**About this exercise:**
From the entries below, copy out all lines holding "where".

**Records supplied:**
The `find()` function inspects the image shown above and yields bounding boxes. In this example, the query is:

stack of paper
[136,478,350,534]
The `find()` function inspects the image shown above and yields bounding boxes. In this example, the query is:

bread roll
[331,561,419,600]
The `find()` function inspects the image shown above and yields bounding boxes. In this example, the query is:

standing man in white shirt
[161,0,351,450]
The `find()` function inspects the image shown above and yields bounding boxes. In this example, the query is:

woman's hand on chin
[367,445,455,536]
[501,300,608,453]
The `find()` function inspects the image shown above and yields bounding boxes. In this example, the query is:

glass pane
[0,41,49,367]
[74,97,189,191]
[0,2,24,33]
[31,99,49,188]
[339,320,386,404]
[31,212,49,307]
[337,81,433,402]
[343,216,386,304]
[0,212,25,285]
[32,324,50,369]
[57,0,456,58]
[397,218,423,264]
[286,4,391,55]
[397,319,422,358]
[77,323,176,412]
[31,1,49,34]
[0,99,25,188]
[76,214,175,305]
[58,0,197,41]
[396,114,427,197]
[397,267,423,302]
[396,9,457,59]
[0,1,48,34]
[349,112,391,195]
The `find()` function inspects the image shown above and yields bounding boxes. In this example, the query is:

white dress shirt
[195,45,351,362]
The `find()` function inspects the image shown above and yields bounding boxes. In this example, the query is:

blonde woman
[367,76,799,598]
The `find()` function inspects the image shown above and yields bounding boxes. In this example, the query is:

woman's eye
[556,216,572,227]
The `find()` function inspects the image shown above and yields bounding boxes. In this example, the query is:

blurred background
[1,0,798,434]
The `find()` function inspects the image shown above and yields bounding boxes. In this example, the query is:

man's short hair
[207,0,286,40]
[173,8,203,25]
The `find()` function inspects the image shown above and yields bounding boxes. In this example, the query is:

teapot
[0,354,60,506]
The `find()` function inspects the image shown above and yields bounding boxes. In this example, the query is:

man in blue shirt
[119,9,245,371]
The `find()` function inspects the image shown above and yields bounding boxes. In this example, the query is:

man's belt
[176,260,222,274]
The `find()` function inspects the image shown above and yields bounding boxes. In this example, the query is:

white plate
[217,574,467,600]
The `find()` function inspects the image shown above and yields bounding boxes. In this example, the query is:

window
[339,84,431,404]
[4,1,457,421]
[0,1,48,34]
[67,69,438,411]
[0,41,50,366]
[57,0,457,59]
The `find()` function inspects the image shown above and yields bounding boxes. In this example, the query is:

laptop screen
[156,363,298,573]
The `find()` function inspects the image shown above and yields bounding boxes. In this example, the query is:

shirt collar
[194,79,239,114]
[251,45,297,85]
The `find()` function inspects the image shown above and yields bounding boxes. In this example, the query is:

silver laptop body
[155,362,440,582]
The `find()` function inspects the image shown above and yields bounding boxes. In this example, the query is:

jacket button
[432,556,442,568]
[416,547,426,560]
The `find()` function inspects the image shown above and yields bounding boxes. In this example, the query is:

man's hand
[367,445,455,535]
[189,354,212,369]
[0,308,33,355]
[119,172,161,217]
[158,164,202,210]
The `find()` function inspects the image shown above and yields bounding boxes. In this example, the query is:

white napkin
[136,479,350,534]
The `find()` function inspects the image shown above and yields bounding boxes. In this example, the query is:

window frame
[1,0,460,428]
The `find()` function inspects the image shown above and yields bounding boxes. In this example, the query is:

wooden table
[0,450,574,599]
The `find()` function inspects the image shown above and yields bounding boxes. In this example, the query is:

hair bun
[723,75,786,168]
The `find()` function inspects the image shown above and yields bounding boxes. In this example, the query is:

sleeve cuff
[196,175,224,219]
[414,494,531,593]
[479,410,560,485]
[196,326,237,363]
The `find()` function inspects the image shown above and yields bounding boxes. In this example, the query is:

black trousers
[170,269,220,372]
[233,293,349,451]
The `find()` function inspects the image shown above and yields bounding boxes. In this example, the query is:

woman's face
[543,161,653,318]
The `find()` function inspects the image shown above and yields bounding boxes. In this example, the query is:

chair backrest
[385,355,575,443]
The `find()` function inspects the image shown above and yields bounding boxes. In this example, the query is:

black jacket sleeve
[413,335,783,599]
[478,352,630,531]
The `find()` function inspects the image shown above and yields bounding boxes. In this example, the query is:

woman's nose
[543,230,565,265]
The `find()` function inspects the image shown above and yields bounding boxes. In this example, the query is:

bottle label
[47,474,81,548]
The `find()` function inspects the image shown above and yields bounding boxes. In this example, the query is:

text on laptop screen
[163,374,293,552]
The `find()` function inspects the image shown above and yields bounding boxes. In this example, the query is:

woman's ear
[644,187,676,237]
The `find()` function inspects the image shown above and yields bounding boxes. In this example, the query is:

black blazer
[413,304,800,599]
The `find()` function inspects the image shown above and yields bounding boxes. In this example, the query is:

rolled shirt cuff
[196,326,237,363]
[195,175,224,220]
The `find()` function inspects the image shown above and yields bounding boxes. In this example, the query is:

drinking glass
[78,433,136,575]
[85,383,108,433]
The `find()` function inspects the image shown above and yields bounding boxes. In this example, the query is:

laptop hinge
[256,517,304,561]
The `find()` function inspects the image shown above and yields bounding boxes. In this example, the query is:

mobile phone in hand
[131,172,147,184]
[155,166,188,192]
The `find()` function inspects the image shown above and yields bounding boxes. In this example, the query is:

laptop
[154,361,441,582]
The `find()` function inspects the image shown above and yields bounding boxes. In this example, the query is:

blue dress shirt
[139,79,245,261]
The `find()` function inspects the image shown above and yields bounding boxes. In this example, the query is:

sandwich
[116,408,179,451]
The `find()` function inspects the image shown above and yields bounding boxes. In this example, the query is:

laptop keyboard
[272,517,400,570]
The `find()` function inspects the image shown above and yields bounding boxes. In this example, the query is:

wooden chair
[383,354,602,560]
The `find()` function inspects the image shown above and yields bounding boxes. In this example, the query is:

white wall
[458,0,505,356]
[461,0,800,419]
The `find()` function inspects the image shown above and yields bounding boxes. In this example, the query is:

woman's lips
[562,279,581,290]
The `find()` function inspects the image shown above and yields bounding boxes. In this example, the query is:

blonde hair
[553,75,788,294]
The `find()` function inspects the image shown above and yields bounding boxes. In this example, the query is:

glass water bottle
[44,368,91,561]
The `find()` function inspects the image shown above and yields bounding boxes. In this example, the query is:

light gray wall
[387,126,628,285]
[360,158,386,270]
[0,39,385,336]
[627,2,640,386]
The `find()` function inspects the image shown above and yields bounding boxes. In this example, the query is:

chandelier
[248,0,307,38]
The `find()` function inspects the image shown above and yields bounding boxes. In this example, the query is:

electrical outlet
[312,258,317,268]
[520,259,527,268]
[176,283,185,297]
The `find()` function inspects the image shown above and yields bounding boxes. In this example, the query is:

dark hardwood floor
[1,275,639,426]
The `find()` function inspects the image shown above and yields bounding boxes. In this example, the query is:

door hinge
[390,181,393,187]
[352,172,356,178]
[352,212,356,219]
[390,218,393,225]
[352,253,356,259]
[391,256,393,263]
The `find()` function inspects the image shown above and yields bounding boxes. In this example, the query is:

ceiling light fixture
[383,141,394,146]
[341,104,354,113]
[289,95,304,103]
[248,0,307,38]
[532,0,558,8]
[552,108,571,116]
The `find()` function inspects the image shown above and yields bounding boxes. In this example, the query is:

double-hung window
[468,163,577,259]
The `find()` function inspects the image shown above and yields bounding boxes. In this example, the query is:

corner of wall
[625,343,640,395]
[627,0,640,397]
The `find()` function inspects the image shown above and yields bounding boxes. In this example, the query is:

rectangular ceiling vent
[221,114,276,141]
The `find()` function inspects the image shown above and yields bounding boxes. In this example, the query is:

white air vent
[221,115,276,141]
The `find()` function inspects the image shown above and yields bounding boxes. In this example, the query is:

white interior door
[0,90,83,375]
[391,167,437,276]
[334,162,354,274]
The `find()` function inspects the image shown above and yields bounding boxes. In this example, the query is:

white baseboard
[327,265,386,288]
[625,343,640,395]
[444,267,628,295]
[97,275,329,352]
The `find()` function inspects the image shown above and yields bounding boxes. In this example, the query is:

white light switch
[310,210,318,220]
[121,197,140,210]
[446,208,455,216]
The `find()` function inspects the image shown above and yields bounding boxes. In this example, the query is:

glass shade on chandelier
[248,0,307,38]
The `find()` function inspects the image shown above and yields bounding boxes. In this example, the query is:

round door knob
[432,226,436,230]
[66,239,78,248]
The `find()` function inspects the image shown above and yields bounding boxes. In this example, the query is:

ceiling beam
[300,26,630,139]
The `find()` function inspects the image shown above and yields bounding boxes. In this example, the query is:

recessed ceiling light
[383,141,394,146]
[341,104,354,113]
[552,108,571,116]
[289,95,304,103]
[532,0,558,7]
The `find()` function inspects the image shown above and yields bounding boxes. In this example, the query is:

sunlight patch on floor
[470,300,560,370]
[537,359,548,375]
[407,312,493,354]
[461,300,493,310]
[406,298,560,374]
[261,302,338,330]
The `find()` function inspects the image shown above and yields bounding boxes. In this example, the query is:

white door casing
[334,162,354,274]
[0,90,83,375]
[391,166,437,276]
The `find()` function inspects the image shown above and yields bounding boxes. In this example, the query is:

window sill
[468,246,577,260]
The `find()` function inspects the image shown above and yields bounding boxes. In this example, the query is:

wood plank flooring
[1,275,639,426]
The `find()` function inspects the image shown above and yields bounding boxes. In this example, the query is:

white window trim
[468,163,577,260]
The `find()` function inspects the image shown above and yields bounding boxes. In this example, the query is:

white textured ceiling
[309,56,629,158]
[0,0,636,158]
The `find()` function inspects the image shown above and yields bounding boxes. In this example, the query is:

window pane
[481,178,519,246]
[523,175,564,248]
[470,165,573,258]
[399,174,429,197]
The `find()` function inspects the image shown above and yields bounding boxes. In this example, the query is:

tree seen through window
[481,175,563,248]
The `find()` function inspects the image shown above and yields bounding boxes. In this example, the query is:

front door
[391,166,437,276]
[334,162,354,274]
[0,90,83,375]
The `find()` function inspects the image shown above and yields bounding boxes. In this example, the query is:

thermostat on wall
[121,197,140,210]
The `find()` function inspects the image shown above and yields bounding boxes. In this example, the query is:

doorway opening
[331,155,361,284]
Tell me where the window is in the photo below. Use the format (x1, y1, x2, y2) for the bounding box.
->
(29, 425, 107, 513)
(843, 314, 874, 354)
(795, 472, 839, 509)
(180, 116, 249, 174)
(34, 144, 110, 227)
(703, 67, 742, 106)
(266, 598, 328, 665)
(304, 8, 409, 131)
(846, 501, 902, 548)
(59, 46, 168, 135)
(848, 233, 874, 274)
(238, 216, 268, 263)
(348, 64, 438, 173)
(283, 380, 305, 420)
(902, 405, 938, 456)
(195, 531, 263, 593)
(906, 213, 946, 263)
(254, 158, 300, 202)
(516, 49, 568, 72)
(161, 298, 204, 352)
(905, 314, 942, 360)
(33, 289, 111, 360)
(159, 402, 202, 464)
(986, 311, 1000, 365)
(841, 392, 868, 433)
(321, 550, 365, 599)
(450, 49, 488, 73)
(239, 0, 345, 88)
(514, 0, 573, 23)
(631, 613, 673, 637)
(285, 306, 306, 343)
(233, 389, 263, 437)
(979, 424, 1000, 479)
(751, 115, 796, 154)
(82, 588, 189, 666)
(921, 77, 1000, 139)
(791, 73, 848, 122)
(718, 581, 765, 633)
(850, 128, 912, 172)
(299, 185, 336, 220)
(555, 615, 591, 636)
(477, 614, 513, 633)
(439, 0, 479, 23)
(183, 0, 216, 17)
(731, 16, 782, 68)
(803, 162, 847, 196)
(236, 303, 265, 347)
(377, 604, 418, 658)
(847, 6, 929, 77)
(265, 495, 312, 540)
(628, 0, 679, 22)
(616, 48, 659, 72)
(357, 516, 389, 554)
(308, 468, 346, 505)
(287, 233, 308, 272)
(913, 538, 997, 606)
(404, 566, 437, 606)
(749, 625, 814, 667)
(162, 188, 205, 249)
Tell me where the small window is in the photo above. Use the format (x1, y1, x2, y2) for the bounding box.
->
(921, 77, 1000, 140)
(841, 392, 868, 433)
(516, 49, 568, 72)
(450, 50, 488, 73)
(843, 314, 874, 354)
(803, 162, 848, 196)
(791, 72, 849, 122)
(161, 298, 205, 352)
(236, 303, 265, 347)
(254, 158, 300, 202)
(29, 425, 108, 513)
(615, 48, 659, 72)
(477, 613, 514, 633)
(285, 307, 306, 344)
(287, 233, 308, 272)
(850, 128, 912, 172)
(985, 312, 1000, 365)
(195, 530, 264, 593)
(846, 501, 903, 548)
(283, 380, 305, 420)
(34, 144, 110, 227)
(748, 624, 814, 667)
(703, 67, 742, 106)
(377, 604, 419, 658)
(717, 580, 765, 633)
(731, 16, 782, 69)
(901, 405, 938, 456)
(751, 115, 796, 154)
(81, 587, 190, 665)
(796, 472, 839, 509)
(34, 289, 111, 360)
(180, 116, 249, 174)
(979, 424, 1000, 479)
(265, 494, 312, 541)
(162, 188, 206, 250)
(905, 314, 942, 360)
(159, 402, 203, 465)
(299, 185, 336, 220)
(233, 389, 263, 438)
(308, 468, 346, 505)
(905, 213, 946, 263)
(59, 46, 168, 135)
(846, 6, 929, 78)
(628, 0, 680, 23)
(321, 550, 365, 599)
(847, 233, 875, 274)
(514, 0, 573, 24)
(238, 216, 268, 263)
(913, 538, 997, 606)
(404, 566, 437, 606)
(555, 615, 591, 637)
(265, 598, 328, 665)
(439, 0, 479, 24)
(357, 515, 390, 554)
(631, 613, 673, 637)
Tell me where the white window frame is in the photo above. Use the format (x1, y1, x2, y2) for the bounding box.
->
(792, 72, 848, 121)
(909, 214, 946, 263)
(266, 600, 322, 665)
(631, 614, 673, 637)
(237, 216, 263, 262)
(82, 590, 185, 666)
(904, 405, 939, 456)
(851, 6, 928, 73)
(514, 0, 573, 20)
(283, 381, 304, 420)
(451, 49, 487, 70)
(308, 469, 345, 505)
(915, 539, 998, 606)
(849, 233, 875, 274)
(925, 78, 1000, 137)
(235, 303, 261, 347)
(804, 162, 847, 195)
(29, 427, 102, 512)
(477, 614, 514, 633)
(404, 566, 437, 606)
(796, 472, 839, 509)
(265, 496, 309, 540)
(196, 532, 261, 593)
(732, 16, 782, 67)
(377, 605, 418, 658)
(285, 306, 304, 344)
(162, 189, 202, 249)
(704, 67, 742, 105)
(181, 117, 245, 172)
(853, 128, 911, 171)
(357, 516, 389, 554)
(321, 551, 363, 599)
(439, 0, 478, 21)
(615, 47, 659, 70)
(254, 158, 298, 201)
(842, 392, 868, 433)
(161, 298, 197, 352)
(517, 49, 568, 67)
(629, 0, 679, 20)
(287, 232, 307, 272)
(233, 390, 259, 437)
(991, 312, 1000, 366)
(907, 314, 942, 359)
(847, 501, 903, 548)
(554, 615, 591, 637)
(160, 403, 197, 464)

**Expected answer:**
Tell me where the window is in the photo below. Use the format (x1, y1, x2, y2) for the bounding box.
Tell me where the small window is in the photo above. Use the format (x1, y1, x2, y2) for the bounding box.
Tell me where the white window frame is in the photo above. Use the format (x1, y1, x2, y2) for the bounding box.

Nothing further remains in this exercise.